Я рассказываю об этом, потому что это завещание создало мне в жизни много сложностей.

Сложность первая и самая серьезная: все родственники не просто считали себя вправе следить за мной, а даже как бы чувствовали себя обязанными. Каждый считал своим долгом давать мне советы, высказывать мнение о моем воспитании, читать мораль и попросту руководить мной. Этим занимались все мои родичи без исключения: и молодые, и старые… Я пытался протестовать. Но когда кто-нибудь из «воспитателей» обнаруживал во мне признаки неповиновения, он лишь удивлялся и говорил: «Что за писк и визг? Я лишь исполняю волю прадеда, ребе Авраама!»

Эта семейная опека больнее всего задевала мою мать. Она обижалась на каждый совет, на каждое вмешательство, даже в тех случаях, когда эти советы бывали довольно разумными, а вмешательство служило для моего же блага. Но чаще всего ее обида была обоснованной.

Наше материальное положение было не на высоте, если сравнивать с финансовым состоянием всего семейства. Вся семья становилась богаче, а наш дом беднел день ото дня. Мой дядя был единственным человеком в городе, у которого был дом в два этажа. Это был самый высокий и красивый дом во всем городе; при нем имелся большой двор и сад. Правда, верхний этаж здания не был отделан изнутри и служил мне местом для игры с дядиными детьми. Возле дома был большой двор, а во дворе сад. У дяди была самая большая в городе платяная лавка. Другие мои родственники тоже были состоятельными людьми: один был совладельцем маслобойни, другой работал в банке, третий – на большой мельнице, у четвертого было свое предприятие. Короче, были зажиточными людьми и жили небедно, что являло собой полную противоположность нашему образу жизни.

Отец долгое время работал агентом у своего старшего брата, который жил в Москве и занимался поставками промышленных товаров из Москвы на Украину. Но отец имел обыкновение продавать лавочникам товары в кредит, а мало кто из них возвращал кредиты. У нас дома хранились немые свидетели торговых «успехов» отца: неоплаченные векселя на имя крупнейших городских торговцев. Отец, который из принципа не желал идти к судье-гою, хранил коллекцию из этих векселей; если ему улыбалась удача, то должник «закрывал» долг, выплачивая ему 20–30 процентов своего долга, чтобы отец мог частично погасить долг своему брату. У него еще была лавка, в которой торговала обычно мама. После выселения евреев из Москвы в 1891 году{53} мой дядя был вынужден покинуть Москву, и этот источник дохода прекратил свое существование. Лавка принадлежала христианину, и тот отдал ее в аренду другому еврею, который заплатил большую цену. В лавке был широкий ассортимент, и, чтобы сделать предприятие более надежным, отец разделил ее на две части, но доход, который приносили совокупно обе части, был меньше, чем доход от одной лавки. Так мы постепенно нищали. В конце концов отец занялся продажей книг и лотерейных билетов; доход от всех этих предприятий был очень невелик.

ИСХОДНЫЙ СПИСОК –
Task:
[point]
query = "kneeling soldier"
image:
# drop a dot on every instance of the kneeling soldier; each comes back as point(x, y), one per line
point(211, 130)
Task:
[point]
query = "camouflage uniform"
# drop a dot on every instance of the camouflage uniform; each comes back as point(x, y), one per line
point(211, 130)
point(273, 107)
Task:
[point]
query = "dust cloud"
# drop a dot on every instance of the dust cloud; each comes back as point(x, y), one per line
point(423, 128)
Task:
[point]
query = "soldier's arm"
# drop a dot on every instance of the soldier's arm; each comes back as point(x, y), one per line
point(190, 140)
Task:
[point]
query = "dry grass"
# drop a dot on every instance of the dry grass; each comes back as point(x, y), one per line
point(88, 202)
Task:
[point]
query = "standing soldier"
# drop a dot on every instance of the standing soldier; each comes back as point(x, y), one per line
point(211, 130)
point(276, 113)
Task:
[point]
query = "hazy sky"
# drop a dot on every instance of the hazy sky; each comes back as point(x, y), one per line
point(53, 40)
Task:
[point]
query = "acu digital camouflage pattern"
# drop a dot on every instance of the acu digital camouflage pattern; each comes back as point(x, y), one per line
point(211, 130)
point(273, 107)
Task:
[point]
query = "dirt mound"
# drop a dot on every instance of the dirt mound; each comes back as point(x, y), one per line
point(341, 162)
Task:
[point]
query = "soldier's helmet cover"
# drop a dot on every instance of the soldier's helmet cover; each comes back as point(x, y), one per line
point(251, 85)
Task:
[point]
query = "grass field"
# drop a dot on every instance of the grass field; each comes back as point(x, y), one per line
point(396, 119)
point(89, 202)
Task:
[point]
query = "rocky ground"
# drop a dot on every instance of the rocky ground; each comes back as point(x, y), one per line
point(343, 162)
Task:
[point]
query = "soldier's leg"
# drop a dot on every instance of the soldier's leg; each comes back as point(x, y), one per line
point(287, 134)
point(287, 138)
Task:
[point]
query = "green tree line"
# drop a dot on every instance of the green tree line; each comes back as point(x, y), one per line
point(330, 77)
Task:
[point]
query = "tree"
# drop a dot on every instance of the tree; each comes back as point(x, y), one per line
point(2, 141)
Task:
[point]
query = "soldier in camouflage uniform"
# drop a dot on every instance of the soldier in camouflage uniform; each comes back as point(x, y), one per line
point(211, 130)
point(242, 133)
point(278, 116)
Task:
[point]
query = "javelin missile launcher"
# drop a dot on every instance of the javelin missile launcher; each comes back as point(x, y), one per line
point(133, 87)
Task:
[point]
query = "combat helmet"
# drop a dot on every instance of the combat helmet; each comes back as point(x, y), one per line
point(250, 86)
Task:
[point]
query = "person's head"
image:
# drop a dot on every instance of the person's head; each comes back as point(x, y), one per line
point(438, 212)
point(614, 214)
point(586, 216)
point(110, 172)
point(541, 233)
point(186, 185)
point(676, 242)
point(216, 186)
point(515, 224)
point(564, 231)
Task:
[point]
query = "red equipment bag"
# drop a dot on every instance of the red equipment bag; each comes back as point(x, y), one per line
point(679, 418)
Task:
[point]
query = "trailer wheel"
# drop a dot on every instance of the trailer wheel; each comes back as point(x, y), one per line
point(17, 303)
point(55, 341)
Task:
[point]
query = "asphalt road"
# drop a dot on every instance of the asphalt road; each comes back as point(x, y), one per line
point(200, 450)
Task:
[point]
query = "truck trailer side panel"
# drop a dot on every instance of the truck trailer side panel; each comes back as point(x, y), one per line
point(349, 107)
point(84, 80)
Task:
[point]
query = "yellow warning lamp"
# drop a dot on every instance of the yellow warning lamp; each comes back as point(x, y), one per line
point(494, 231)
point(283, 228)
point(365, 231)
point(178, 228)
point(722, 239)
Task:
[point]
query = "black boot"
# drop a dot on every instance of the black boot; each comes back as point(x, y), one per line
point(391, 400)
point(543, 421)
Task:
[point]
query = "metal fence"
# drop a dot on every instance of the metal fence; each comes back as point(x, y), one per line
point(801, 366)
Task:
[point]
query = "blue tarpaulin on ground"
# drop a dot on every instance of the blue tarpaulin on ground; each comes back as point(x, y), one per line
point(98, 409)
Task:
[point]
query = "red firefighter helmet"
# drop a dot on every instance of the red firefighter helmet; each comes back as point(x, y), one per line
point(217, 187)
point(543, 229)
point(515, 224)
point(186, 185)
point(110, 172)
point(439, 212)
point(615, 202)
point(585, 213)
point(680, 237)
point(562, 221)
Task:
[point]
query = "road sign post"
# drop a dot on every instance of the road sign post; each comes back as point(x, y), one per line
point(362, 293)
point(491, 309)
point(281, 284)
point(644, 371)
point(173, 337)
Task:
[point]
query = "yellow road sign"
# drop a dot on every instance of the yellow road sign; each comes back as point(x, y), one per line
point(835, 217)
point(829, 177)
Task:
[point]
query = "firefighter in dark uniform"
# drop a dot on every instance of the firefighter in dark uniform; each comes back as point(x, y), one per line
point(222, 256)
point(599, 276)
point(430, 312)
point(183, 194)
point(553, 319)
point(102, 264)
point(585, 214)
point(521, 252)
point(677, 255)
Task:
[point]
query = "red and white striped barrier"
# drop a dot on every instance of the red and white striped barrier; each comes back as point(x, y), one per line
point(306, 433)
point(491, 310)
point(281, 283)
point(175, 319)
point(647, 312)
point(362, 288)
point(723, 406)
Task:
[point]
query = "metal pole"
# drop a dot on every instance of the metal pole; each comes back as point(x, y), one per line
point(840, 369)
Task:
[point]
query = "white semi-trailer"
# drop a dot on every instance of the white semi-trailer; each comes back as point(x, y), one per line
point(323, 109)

ЗАДАНИЯ –
**1)** Перепишите отрывок фрагмента воспоминаний от слов «Эта семейная опека» до слов «обида была обоснованной.», заменив в нем «обида» на «досада».
**2)** Продолжите фрагмент воспоминаний, начав сразу после его последнего предложения.

ОТВЕТЫ –
**1)**
Эта семейная опека больнее всего задевала мою мать. Она обижалась на каждый совет, на каждое вмешательство, даже в тех случаях, когда эти советы бывали довольно разумными, а вмешательство служило для моего же блага. Но чаще всего ее досада была обоснованной.

**2)**
Нас было восемь детей, целая орава, и в доме обычно царили радость и веселье. Большим утешением для отца было то, что он почти не платил за наше обучение. Наше имя сослужило нам добрую службу, учителя предлагали нам учиться бесплатно или почти бесплатно, потому что где бы мы с братом ни учились, туда сразу приходили самые лучшие ученики из состоятельных городских слоев.

Два случая врезались в мою память напоминанием о тех трудных днях. Первое воспоминание: это был тот день, когда отец разделил большую лавку на две маленьких, мне тогда было семь лет. Я пришел из хедера и увидел, что матери очень грустно. Я решил пожалеть ее и сказал:

«Чем хуже нам сейчас, тем лучше будет на том свете». Мать ответила шепотом, как бы говоря сама с собой: «Это все выдумали богачи, чтобы бедняки не подняли бунт».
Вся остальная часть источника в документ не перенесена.